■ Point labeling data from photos
-- begin --

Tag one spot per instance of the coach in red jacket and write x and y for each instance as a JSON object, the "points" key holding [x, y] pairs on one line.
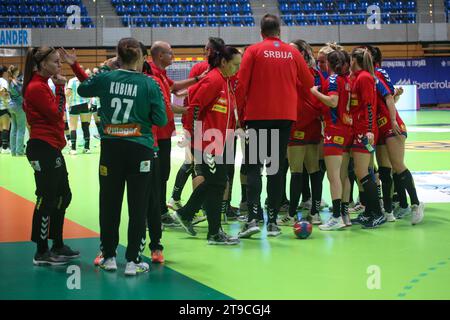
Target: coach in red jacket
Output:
{"points": [[267, 94]]}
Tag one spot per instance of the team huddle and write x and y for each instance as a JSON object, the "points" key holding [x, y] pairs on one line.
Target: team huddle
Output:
{"points": [[335, 115]]}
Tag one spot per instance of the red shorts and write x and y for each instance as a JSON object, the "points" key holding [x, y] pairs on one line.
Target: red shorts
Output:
{"points": [[359, 143], [303, 135], [385, 128], [337, 141]]}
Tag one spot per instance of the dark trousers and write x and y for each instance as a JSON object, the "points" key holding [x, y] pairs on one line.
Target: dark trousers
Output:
{"points": [[208, 194], [154, 207], [165, 147], [274, 181], [123, 162], [52, 191]]}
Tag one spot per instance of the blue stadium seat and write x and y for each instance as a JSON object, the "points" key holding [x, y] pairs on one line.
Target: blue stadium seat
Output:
{"points": [[213, 21], [120, 10], [201, 22], [189, 22], [165, 22], [234, 9], [246, 9], [176, 21], [167, 9], [191, 9], [156, 10], [224, 21], [178, 9], [60, 10], [144, 10]]}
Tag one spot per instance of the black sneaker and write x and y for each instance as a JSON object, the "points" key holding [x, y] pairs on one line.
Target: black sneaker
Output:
{"points": [[373, 221], [249, 229], [65, 252], [232, 213], [221, 238], [186, 224], [168, 221], [260, 216], [273, 230], [48, 258], [362, 217]]}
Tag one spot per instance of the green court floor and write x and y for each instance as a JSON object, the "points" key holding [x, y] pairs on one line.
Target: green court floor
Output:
{"points": [[396, 261]]}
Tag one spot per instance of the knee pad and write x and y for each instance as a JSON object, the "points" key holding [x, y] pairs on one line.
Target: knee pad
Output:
{"points": [[243, 170], [230, 171], [372, 174], [85, 126], [322, 166], [385, 174], [187, 167]]}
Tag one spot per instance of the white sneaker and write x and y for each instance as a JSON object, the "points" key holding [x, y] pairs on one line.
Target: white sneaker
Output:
{"points": [[347, 221], [357, 209], [273, 230], [389, 217], [417, 213], [287, 220], [400, 212], [175, 205], [323, 204], [306, 205], [315, 219], [134, 268], [332, 224], [108, 264], [199, 217]]}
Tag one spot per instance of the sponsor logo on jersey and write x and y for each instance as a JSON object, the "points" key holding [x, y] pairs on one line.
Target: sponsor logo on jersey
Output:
{"points": [[123, 130], [219, 108], [58, 162], [382, 121], [347, 119], [103, 171], [145, 166], [299, 135], [278, 54], [338, 140]]}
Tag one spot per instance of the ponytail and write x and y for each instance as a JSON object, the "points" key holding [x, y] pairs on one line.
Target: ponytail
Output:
{"points": [[364, 59], [368, 63], [306, 51], [30, 67], [336, 61], [33, 60], [222, 52]]}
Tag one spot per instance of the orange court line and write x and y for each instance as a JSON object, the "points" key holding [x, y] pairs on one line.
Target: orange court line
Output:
{"points": [[16, 215]]}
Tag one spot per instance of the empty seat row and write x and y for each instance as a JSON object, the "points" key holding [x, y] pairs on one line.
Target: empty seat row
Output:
{"points": [[183, 10], [211, 21]]}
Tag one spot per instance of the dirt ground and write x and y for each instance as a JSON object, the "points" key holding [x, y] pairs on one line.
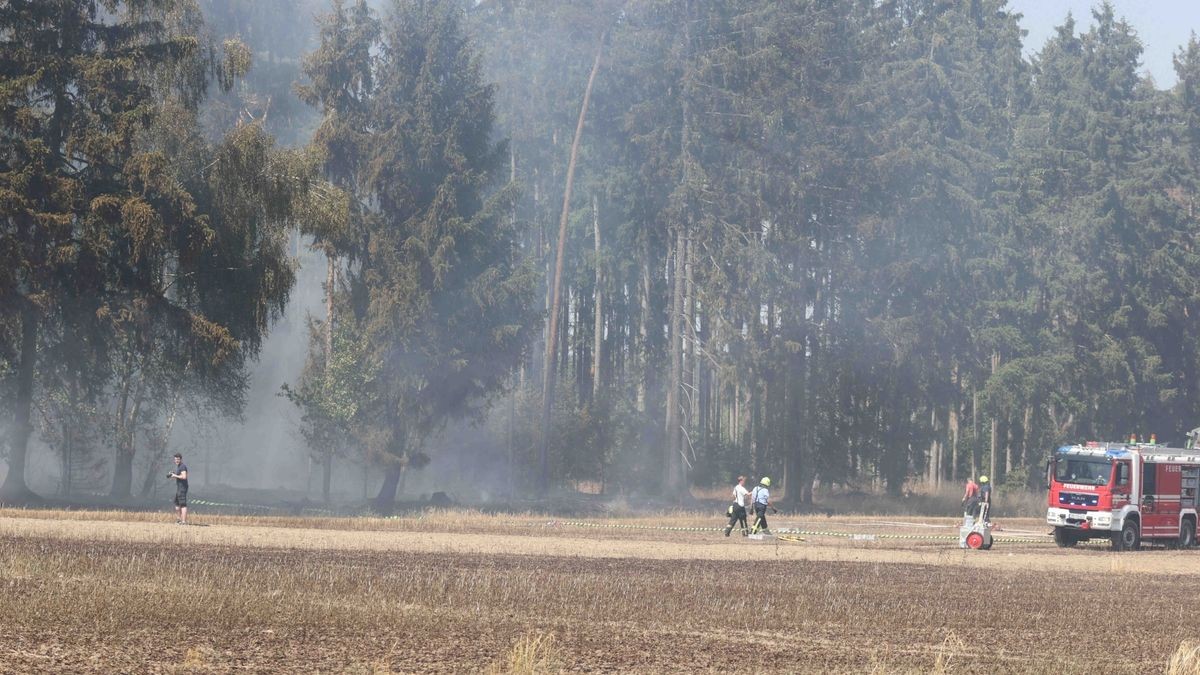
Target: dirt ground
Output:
{"points": [[462, 592]]}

-- end --

■ What the exercise asks
Put the items above into a two-column CSV, from the line with "Tag one spot per instance of the white" up to and including the end of the items, with one row per item: its text under "instruction" and its answer under "output". Quote each field, turn line breaks into spaces, and leave the pictures out.

■ Solution to the problem
instruction,output
"Tag one spot per instance of the white sneaker and write x and y for each instance as a JSON object, the ""points"" key holding [x, y] pairs on one line. Target: white sneaker Output:","{""points"": [[347, 221], [357, 209], [273, 230], [389, 217], [417, 213], [287, 220], [400, 212], [175, 205], [323, 204], [306, 205], [315, 219], [134, 268], [332, 224], [108, 264], [199, 217]]}"
"Tag one spot per instance of the sponsor logo on jersey and write x and y for each instance as a JSON object, the ""points"" key holding [x, y] pairs on one line. Target: sponsor logo on jersey Output:","{""points"": [[123, 130], [219, 108], [58, 162], [382, 121], [347, 119], [103, 171], [145, 166], [299, 135], [278, 54], [338, 140]]}"
"Tag one spot per instance of the ponytail and write x and y for each instance as a JSON object, the ""points"" key holding [x, y] pairs on one line. Target: ponytail Output:","{""points"": [[364, 59], [368, 63], [306, 51], [30, 67], [336, 61], [33, 60], [222, 52]]}"
"Tag one spot per instance of the orange court line and write x and y for each instance as a JSON object, the ""points"" key holding [x, y] pairs on one line. Target: orange court line Output:","{""points"": [[16, 215]]}"
"Tag one spot per instance of the empty seat row and write x and y for each instance as a JSON object, the ""points"" key holding [x, y] pairs on one line. Target: empty seat row Output:","{""points"": [[183, 10], [211, 21]]}"
"Tag one spot per instance of the dirt ground and write x and y for each instance as a JSON object, the ""points"" key holding [x, y] pairs on one line. Target: dirt ground Output:","{""points"": [[462, 592]]}"